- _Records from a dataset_
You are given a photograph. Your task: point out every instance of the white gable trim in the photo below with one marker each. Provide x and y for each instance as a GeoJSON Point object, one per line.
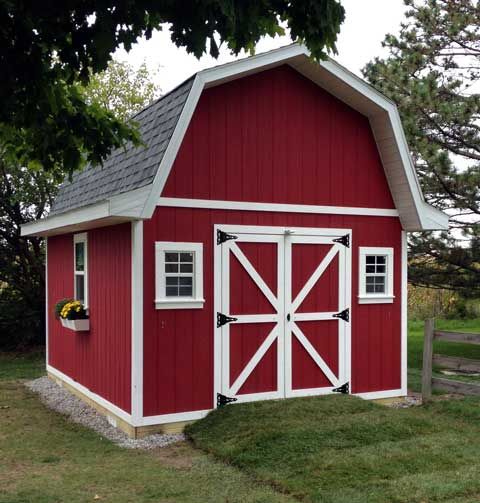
{"type": "Point", "coordinates": [414, 213]}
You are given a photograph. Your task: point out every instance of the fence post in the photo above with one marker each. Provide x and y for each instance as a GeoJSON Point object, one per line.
{"type": "Point", "coordinates": [427, 359]}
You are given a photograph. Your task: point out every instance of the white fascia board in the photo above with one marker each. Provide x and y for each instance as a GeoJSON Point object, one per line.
{"type": "Point", "coordinates": [173, 146]}
{"type": "Point", "coordinates": [120, 208]}
{"type": "Point", "coordinates": [433, 219]}
{"type": "Point", "coordinates": [78, 216]}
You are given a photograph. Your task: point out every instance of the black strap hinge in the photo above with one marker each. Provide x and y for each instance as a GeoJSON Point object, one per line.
{"type": "Point", "coordinates": [343, 315]}
{"type": "Point", "coordinates": [223, 236]}
{"type": "Point", "coordinates": [344, 240]}
{"type": "Point", "coordinates": [223, 400]}
{"type": "Point", "coordinates": [344, 389]}
{"type": "Point", "coordinates": [223, 319]}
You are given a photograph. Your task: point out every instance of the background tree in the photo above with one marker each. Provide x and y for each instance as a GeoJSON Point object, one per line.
{"type": "Point", "coordinates": [122, 89]}
{"type": "Point", "coordinates": [27, 194]}
{"type": "Point", "coordinates": [432, 73]}
{"type": "Point", "coordinates": [47, 48]}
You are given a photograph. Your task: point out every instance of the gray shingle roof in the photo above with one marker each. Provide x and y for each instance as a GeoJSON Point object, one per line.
{"type": "Point", "coordinates": [131, 168]}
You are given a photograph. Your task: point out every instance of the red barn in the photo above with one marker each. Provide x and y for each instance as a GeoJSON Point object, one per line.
{"type": "Point", "coordinates": [253, 248]}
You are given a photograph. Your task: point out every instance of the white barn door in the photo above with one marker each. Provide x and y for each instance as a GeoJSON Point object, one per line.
{"type": "Point", "coordinates": [282, 312]}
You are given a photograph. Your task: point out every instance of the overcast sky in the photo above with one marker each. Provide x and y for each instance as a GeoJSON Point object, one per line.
{"type": "Point", "coordinates": [367, 22]}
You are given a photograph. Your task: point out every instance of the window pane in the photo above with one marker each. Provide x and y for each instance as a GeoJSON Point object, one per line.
{"type": "Point", "coordinates": [186, 257]}
{"type": "Point", "coordinates": [186, 291]}
{"type": "Point", "coordinates": [186, 267]}
{"type": "Point", "coordinates": [171, 291]}
{"type": "Point", "coordinates": [185, 281]}
{"type": "Point", "coordinates": [171, 257]}
{"type": "Point", "coordinates": [79, 256]}
{"type": "Point", "coordinates": [80, 288]}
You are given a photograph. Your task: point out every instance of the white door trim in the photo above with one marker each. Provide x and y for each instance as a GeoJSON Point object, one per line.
{"type": "Point", "coordinates": [277, 303]}
{"type": "Point", "coordinates": [217, 204]}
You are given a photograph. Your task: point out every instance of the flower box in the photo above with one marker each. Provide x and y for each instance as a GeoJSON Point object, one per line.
{"type": "Point", "coordinates": [76, 325]}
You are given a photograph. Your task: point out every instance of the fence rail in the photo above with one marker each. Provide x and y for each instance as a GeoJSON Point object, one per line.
{"type": "Point", "coordinates": [430, 383]}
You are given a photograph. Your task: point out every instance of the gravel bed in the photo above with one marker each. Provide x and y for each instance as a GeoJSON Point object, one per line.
{"type": "Point", "coordinates": [61, 400]}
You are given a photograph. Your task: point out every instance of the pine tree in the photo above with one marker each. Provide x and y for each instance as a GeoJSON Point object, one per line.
{"type": "Point", "coordinates": [432, 73]}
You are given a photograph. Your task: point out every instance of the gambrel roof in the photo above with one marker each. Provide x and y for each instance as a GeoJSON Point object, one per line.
{"type": "Point", "coordinates": [129, 184]}
{"type": "Point", "coordinates": [127, 168]}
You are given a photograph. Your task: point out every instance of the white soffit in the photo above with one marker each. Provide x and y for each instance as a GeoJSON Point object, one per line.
{"type": "Point", "coordinates": [414, 213]}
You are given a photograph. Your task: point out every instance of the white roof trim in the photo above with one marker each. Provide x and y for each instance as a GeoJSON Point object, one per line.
{"type": "Point", "coordinates": [415, 214]}
{"type": "Point", "coordinates": [121, 208]}
{"type": "Point", "coordinates": [383, 114]}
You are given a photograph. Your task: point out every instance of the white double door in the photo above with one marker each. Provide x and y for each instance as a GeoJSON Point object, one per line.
{"type": "Point", "coordinates": [282, 311]}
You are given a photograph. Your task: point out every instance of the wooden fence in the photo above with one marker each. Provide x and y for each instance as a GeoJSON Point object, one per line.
{"type": "Point", "coordinates": [430, 383]}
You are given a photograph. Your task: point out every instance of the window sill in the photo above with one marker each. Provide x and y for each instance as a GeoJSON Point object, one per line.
{"type": "Point", "coordinates": [376, 299]}
{"type": "Point", "coordinates": [179, 303]}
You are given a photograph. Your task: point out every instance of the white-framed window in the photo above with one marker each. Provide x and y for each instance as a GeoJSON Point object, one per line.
{"type": "Point", "coordinates": [80, 266]}
{"type": "Point", "coordinates": [178, 275]}
{"type": "Point", "coordinates": [376, 275]}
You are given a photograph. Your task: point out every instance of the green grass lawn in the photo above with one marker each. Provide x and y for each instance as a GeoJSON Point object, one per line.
{"type": "Point", "coordinates": [46, 459]}
{"type": "Point", "coordinates": [22, 365]}
{"type": "Point", "coordinates": [323, 449]}
{"type": "Point", "coordinates": [343, 449]}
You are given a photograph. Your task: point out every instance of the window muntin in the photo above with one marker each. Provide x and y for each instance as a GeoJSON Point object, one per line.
{"type": "Point", "coordinates": [179, 275]}
{"type": "Point", "coordinates": [376, 275]}
{"type": "Point", "coordinates": [80, 268]}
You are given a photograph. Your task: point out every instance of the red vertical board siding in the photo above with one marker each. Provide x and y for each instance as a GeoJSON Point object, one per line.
{"type": "Point", "coordinates": [100, 359]}
{"type": "Point", "coordinates": [277, 137]}
{"type": "Point", "coordinates": [178, 344]}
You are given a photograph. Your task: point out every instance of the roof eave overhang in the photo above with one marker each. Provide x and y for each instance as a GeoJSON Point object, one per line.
{"type": "Point", "coordinates": [335, 79]}
{"type": "Point", "coordinates": [118, 209]}
{"type": "Point", "coordinates": [414, 213]}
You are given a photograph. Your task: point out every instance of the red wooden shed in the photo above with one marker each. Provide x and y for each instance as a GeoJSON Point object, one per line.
{"type": "Point", "coordinates": [253, 248]}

- _EXERCISE_
Without including the pictures, return each record above exactly as it stands.

- _WRITTEN REPLY_
You are given a photograph. Your task: point out every instance of the white gable trim in the photo below with one marker each. Provide x and y for each instance as a GeoJSON Point object, one per line.
{"type": "Point", "coordinates": [414, 213]}
You are given a photograph. Your task: point out every instance of the fence post in the photo above with one marker each. Provide x and y for each instance as a GeoJSON Point object, one per line.
{"type": "Point", "coordinates": [427, 359]}
You are given a photograph. Your task: point out every instance of the white fascia board in the photo above with one marker each. Provide x and y for each instance as a GeoJSON Point object, one per line.
{"type": "Point", "coordinates": [173, 146]}
{"type": "Point", "coordinates": [120, 208]}
{"type": "Point", "coordinates": [433, 219]}
{"type": "Point", "coordinates": [78, 216]}
You are given a photograph. Your task: point out every instance of the black strap hinge in the photo above with one marker each. Provide x and y for each instance as a GeoJSON Point object, one per line.
{"type": "Point", "coordinates": [343, 315]}
{"type": "Point", "coordinates": [223, 236]}
{"type": "Point", "coordinates": [344, 240]}
{"type": "Point", "coordinates": [223, 400]}
{"type": "Point", "coordinates": [344, 389]}
{"type": "Point", "coordinates": [223, 319]}
You are given a photograph. Your task: point out every instance of the background tree in the photo above with one marker each. Provide x and y for each instance as a GeoJSON Point object, one per line.
{"type": "Point", "coordinates": [122, 89]}
{"type": "Point", "coordinates": [27, 194]}
{"type": "Point", "coordinates": [432, 73]}
{"type": "Point", "coordinates": [47, 48]}
You are given a photograph. Your task: point out every instance of the gray shingle roof in the photo above with one marker each. Provide x and y for each instance as a GeoJSON Point object, one per line.
{"type": "Point", "coordinates": [131, 168]}
You are given a photograph. Your task: point out every instance of the red barn in the photo above with one marker each. Provide x and y for each instance as a GeoJSON Point object, one per line.
{"type": "Point", "coordinates": [253, 248]}
You are given a photograph. Your task: point out every instance of the white barn door in the photo above with one marker each. Provide x and y for each instance as a GeoJSON Point object, one per line.
{"type": "Point", "coordinates": [282, 312]}
You are given a photograph. Your task: point out every instance of the overcast sky in the photo above with one marker each. Provide x and y for each instance as a GeoJSON Point object, one per line.
{"type": "Point", "coordinates": [367, 22]}
You are given a photograph. Your task: point out every instance of the window pane in the photo above with one marker each. Provide x and y for each instance as a GeoJSON Point object, one per line.
{"type": "Point", "coordinates": [186, 257]}
{"type": "Point", "coordinates": [186, 291]}
{"type": "Point", "coordinates": [186, 267]}
{"type": "Point", "coordinates": [171, 291]}
{"type": "Point", "coordinates": [185, 281]}
{"type": "Point", "coordinates": [171, 257]}
{"type": "Point", "coordinates": [79, 256]}
{"type": "Point", "coordinates": [80, 288]}
You are given a photograph. Your task: point out every instance of the white door trim in the photo above with one marker each. Provide x and y for each instance as a GeoJSON Point object, one per line.
{"type": "Point", "coordinates": [277, 303]}
{"type": "Point", "coordinates": [217, 204]}
You are given a photograph. Your task: point out every instance of the flower box in the photo above with one marker each. Provide x and y for each instance as a GeoJSON Point object, one per line.
{"type": "Point", "coordinates": [76, 325]}
You are given a photograph. Your task: point out every instance of the fence rail in the photo above with one marker each. Provide x and y for each instance as a GeoJSON Point object, one per line.
{"type": "Point", "coordinates": [430, 383]}
You are given a photograph. Your task: point out every instance of the gravel bed in the photo above with one marker each. Provide x and y for each instance as a GeoJSON Point object, one per line.
{"type": "Point", "coordinates": [61, 400]}
You are given a photograph. Your task: point out every instance of the pine tree in the photo above with one marker each. Provide x and y for each instance as a GeoJSON Point object, one per line.
{"type": "Point", "coordinates": [432, 73]}
You are given a photograph. Your task: point out every instance of the gambrel roof in the photo above with one marker each. Provide x and y for each instance as a GeoJSON Point object, one per line.
{"type": "Point", "coordinates": [129, 184]}
{"type": "Point", "coordinates": [127, 168]}
You are given a photograph. Your task: point out every instance of the white soffit in the photo above with one marker each. Provide x and y for each instance as a GeoJSON Point object, one per line.
{"type": "Point", "coordinates": [414, 213]}
You are given a photograph. Your task: point out every instance of the white roof trim in the photo above with one marker each. Provide x and y for each instance as a GeoJSON Point object, one per line.
{"type": "Point", "coordinates": [415, 214]}
{"type": "Point", "coordinates": [121, 208]}
{"type": "Point", "coordinates": [383, 114]}
You are given a photograph. Your task: point out every instance of the white double door in the photo above with one marker each. Provide x and y for each instance as a GeoJSON Point object, one per line.
{"type": "Point", "coordinates": [282, 311]}
You are given a photograph. Your task: point out every instance of the wooden fence in the photo above with one marker each. Provide x and y for each instance as a GeoJSON Point object, one per line.
{"type": "Point", "coordinates": [430, 383]}
You are given a photograph. Your task: point out every instance of the window sill in the photo above with one marker each. Provide x and y for each instance as a GeoJSON Point object, one per line.
{"type": "Point", "coordinates": [376, 299]}
{"type": "Point", "coordinates": [179, 303]}
You are given a photograph. Your task: point out every instance of the white-framed window in the photo above with one marker each. Provide x and y for each instance as a GeoJSON Point object, one per line.
{"type": "Point", "coordinates": [80, 266]}
{"type": "Point", "coordinates": [178, 275]}
{"type": "Point", "coordinates": [376, 275]}
You are given a photograph. Your task: point out every instance of the green grass lawn in the photo above with one marker each. Provide x and y for each instance as a GeoJSON Point object, one per line.
{"type": "Point", "coordinates": [46, 459]}
{"type": "Point", "coordinates": [22, 365]}
{"type": "Point", "coordinates": [323, 449]}
{"type": "Point", "coordinates": [343, 449]}
You are given a photograph. Your task: point out every instance of the window muntin in the photo above with one marker each. Provide x and y for each instance as a GeoJSON Point object, one per line.
{"type": "Point", "coordinates": [179, 275]}
{"type": "Point", "coordinates": [376, 275]}
{"type": "Point", "coordinates": [80, 268]}
You are given a photograph. Your task: point out every instance of the red vertical board siding in the photo above with one marker each. Provide x and y for each instance as a GeoJSON Point object, one per line.
{"type": "Point", "coordinates": [100, 359]}
{"type": "Point", "coordinates": [277, 137]}
{"type": "Point", "coordinates": [178, 344]}
You are given a photograph. Your task: point out every instance of the roof eave overhang in the photo above with one marker each. Provide x and y for each instance as a GeoJSON Point object, one per line.
{"type": "Point", "coordinates": [335, 79]}
{"type": "Point", "coordinates": [118, 209]}
{"type": "Point", "coordinates": [414, 213]}
You are given a photograph. Your task: point out every instance of the red wooden shed in the photo above with one marker each. Provide x and y for each instance as a GeoJSON Point object, one per line.
{"type": "Point", "coordinates": [253, 248]}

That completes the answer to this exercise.